++++ Given data ++++
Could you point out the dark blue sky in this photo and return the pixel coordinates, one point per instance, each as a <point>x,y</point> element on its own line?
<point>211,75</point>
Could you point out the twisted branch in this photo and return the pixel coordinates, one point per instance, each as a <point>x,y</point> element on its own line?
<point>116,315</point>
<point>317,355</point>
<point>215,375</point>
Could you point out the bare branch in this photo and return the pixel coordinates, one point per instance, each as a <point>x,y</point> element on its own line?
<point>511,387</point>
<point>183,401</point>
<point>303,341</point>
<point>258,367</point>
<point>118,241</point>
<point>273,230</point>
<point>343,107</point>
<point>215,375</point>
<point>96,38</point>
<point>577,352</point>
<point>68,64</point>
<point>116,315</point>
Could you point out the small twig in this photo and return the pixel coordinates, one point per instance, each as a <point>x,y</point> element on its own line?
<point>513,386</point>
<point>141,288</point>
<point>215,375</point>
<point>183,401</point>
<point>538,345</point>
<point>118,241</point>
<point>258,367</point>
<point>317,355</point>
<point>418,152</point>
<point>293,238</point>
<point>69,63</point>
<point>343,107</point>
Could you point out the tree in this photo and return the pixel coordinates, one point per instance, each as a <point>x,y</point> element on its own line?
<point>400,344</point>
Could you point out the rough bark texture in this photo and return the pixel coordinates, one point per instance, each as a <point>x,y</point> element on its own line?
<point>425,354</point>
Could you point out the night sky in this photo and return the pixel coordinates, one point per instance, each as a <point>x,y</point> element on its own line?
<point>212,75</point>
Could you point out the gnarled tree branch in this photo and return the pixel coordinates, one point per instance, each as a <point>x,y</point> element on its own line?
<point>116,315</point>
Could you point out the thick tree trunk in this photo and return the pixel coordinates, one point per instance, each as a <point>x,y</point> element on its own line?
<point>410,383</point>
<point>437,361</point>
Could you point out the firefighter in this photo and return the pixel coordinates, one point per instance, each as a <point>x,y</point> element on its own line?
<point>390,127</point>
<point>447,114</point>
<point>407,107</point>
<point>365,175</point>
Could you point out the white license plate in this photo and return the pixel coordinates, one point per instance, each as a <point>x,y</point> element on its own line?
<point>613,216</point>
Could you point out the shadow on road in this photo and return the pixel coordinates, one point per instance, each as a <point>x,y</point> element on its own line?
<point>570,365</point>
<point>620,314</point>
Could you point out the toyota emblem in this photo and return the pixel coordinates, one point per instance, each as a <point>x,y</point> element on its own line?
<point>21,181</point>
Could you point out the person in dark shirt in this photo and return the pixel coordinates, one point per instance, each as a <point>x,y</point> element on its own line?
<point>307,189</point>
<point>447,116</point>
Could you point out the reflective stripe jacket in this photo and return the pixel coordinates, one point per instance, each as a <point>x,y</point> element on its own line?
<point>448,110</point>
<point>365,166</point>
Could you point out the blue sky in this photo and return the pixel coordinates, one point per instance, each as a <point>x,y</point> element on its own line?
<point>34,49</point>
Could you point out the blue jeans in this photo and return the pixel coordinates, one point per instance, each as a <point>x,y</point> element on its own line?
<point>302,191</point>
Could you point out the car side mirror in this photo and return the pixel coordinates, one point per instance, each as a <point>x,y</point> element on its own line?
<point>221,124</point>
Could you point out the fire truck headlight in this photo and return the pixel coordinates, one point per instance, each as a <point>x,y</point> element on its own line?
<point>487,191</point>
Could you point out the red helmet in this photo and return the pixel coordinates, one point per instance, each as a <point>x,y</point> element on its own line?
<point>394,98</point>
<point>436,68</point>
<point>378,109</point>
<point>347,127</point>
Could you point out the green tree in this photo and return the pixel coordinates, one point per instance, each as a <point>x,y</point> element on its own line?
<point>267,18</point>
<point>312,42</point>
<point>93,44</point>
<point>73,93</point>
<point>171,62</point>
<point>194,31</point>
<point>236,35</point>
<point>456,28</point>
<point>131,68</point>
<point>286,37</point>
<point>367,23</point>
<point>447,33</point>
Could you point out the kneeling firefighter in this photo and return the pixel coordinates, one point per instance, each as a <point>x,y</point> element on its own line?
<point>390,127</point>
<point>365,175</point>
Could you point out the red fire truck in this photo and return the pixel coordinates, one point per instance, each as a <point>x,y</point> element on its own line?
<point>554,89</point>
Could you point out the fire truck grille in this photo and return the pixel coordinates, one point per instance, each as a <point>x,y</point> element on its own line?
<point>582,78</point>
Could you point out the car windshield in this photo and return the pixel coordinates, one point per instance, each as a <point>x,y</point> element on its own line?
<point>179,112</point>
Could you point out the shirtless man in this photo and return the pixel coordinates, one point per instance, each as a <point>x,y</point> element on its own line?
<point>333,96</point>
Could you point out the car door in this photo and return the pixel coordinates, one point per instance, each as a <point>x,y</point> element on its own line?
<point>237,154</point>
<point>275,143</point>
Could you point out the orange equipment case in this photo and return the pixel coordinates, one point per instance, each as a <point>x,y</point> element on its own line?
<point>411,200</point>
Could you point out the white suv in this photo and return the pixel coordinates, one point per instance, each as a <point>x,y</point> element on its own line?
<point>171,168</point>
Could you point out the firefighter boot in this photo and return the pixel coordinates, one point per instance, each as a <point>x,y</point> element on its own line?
++++
### Instructions to follow
The records above need to be duplicated. Keep every word unchanged.

### Solved problem
Could you point out the dark blue sky in this photo and return the pixel coordinates, one point per instance, each as a <point>x,y</point> element on its own line?
<point>211,75</point>
Could you point out the twisted branch in this photo and return the pixel coordinates, one point per instance, each as a <point>x,y</point> element on its own line?
<point>116,315</point>
<point>317,355</point>
<point>215,375</point>
Could you point out the bare branch in this photo and return the pixel coordinates, one point per instance, each as a <point>x,y</point> element on its own line?
<point>511,387</point>
<point>183,401</point>
<point>303,341</point>
<point>258,367</point>
<point>118,241</point>
<point>273,230</point>
<point>343,107</point>
<point>215,375</point>
<point>96,38</point>
<point>577,352</point>
<point>68,64</point>
<point>116,315</point>
Could you point out the small twig in this photo and return the pixel coordinates, one point per instance, each as a <point>x,y</point> element on its own line?
<point>513,386</point>
<point>141,288</point>
<point>215,375</point>
<point>183,401</point>
<point>538,345</point>
<point>118,241</point>
<point>258,367</point>
<point>317,355</point>
<point>418,152</point>
<point>293,238</point>
<point>69,63</point>
<point>343,107</point>
Could you point out the tree in this photo and return the pixel coordinates, one point per instance, each as a <point>x,y</point> element on its own line?
<point>400,344</point>
Could you point out the rough bark texture in this photo and return the pixel coordinates, one point per instance, each as a <point>x,y</point> element on its own line?
<point>425,354</point>
Could you point out the night sky in this photo and return the pixel coordinates, one point per instance, each as a <point>x,y</point> element on its own line?
<point>212,75</point>
Could you point out the gnarled tree branch in this photo and return the pixel coordinates, one point per instance, each as a <point>x,y</point> element on its own line?
<point>116,315</point>
Could you point out the thick tree trunk in this photo and return the pixel coordinates, one point per instance, each as a <point>x,y</point> element on its own line?
<point>410,383</point>
<point>437,361</point>
Could you point out the firefighter in this photo and return the pixel coordinates, one point per instance, each as a <point>x,y</point> element on its own line?
<point>390,127</point>
<point>447,114</point>
<point>407,107</point>
<point>365,175</point>
Could you point out the white license plate in this photo and return the pixel coordinates, one point per instance, each as a <point>x,y</point> element on its own line?
<point>613,216</point>
Could you point out the shadow on road in this photo and return the pixel coordinates, one point per instance, each as a <point>x,y</point> element on its own line?
<point>570,365</point>
<point>620,314</point>
Could you point out the toyota emblem in this photo and return the pixel coordinates, one point per instance, each as a <point>x,y</point> element on its own line?
<point>21,181</point>
Could you point out the person in dark shirt in this photo and return the pixel coordinates, one point per instance, each as a <point>x,y</point> element on its own line?
<point>307,189</point>
<point>447,116</point>
Could you point out the reflective stripe jacket in this photo and return the pixel coordinates, one point per instance, each as a <point>x,y</point> element on its own line?
<point>448,110</point>
<point>365,166</point>
Could you point out the blue sky in this photo and return the pixel coordinates, one point per instance, each as a <point>x,y</point> element on its own line?
<point>34,49</point>
Could you point out the blue jeans in this photo and return the pixel coordinates, one point per instance, each as a <point>x,y</point> element on its own line?
<point>302,191</point>
Could you point out the car side mirror in this photo and return the pixel coordinates, one point per instance, each as a <point>x,y</point> element on its own line?
<point>221,124</point>
Could you point out the fire truck headlight in this photo and return the pixel coordinates, one point per instance, each as a <point>x,y</point> element on its own line?
<point>487,191</point>
Could you point out the red helmet in this photo and return the pixel coordinates, one point per instance, each as a <point>x,y</point> element on its own line?
<point>394,98</point>
<point>436,68</point>
<point>378,109</point>
<point>347,127</point>
Could you point out the green tree in this photo and return the pixel coordinates, one point per instance, each as a <point>x,y</point> element on its own line?
<point>267,18</point>
<point>312,42</point>
<point>93,44</point>
<point>73,93</point>
<point>171,62</point>
<point>194,31</point>
<point>236,35</point>
<point>456,28</point>
<point>131,68</point>
<point>286,37</point>
<point>367,23</point>
<point>447,33</point>
Could you point out the kneeling firefighter in this photo and return the pixel coordinates, one point per instance, each as a <point>x,y</point> element on its own line?
<point>390,127</point>
<point>365,175</point>
Could you point out the red fire truck in this photo and return the pixel coordinates, one point per instance, each as a <point>x,y</point> element on its own line?
<point>554,89</point>
Could you point out the fire truck grille in this photo and return the pixel coordinates, one point per instance, each as a <point>x,y</point> element on its own line?
<point>582,78</point>
Could you point out the car windshield in this photo and return the pixel coordinates, one point per instance, each as a <point>x,y</point> element on its own line?
<point>179,112</point>
Could you point out the shirtless man in this photo and return the pixel coordinates, one point per instance, each as a <point>x,y</point> element on its own line?
<point>333,96</point>
Could you point out the car door in this photo and return the pixel coordinates, one point per instance, each as a <point>x,y</point> element on its own line?
<point>237,154</point>
<point>275,143</point>
Could you point out the orange equipment case in this photo and return the pixel coordinates, one point per instance, each as a <point>x,y</point> element on its own line?
<point>411,200</point>
Could you point out the white suv in this photo and return the pixel coordinates, one point per instance, each as a <point>x,y</point> element on its own line?
<point>171,168</point>
Could you point out the firefighter boot in this photo and return the pixel coordinates, one point per instance, each as a <point>x,y</point> element on its own line?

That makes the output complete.